• _What is being asked_: Write out, word for word, the part of the MySQL XML thread that begins with "For example I" and ends with "this functions/performance. Varchar/blob?".

• _Page excerpt_:
++++
Performance of MySql Xml functions?

I am pretty excited about the new Mysql XMl Functions.
Now I can finally embed something like "object oriented" documents in my oldschool relational database.
For an example use-case consider a user who sings up at your website using facebook connect.
You can fetch an object for the user using the graph api, and get nice information. This information however can vary vastly. Some fields may or may not be set, some may be added over time and so on.
Well if you are just intersted in very special fields (for example friends relations, gender, movies...), you can project them into your relational database scheme.
However using the XMl functions you could store the whole object inside a field and then your different models can access the data using the ExtractValue function. You can store everything right away without needing to worry what you will need later.
But what will the performance be?
For example I have a table with 50 000 entries which represent useres.
I have an enum field that states "male", "female" (or various other genders to be politically correct).
The performance of for example fetching all males will be very fast.
But what about something like WHERE ExtractValue(userdata, '/gender/') = 'male' ?
How will the performance vary if the object gets bigger?
Can I maby somehow put an Index on specified xpath selections?
How do field types work together with this functions/performance. Varchar/blob?
Do I need fulltext indexes?
To sum up my question:
Mysql XML functins look great. And I am sure they are really great if you just want to store structured data that you fetch and analyze further in your application.
But how will they stand battle in procedures where there are internal scans/sorting/comparision/calculations performed on them?
Can Mysql replace document oriented databases like CouchDB/Sesame?
What are the gains and trade offs of XML functions?
How and why are they better/worse than a dynamic application that stores various data as attributes?
For example a key/value table with an xpath as key and the value as value connected to the document entity.
Anyone made any other experiences with it or has noticed something mentionable?
I tend to make comments similar to Pekka's, but I think the reason we cannot laugh this off is your statement "This information however can vary vastly." That means it is not realistic to plan to parse it all and project it into the database.
I cannot answer all of your questions, but I can answer some of them.
Most notably I cannot tell you about performance on MySQL. I have seen it in SQL Server, tested it, and found that SQL Server performs in memory XML extractions very slowly, to me it seemed as if it were reading from disk, but that is a bit of an exaggeration. Others may dispute this, but that is what I found.
"Can Mysql replace document oriented databases like CouchDB/Sesame?" This question is a bit over-broad but in your case using MySQL lets you keep ACID compliance for these XML chunks, assuming you are using InnoDB, which cannot be said automatically for some of those document oriented databases.
"How and why are they better/worse than a dynamic application that stores various data as attributes?" I think this is really a matter of style. You are given XML chunks that are (presumably) documented and MySQL can navigate them. If you just keep them as-such you save a step. What would be gained by converting them to something else?
The MySQL docs suggest that the XML file will go into a clob field. Performance may suffer on larger docs. Perhaps then you will identify sub-documents that you want to regularly break out and put into a child table.
Along these same lines, if there are particular sub-docs you know you will want to know about, you can make a child table, "HasDocs", do a little pre-processing, and populate it with names of sub-docs with their counts. This would make for faster statistical analysis and also make it faster to find docs that have certain sub-docs.
Wish I could say more, hope this helps.
++++
• _Data lines_:
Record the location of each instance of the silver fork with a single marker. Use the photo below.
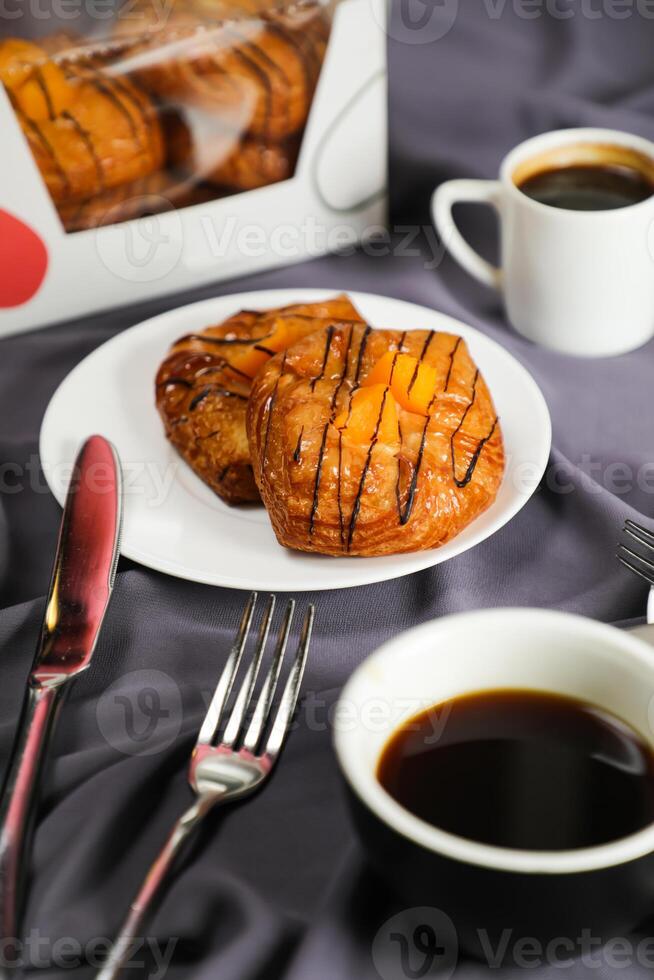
++++
• _Full output_:
For example I have a table with 50 000 entries which represent useres.
I have an enum field that states "male", "female" (or various other genders to be politically correct).
The performance of for example fetching all males will be very fast.
But what about something like WHERE ExtractValue(userdata, '/gender/') = 'male' ?
How will the performance vary if the object gets bigger?
Can I maby somehow put an Index on specified xpath selections?
How do field types work together with this functions/performance. Varchar/blob?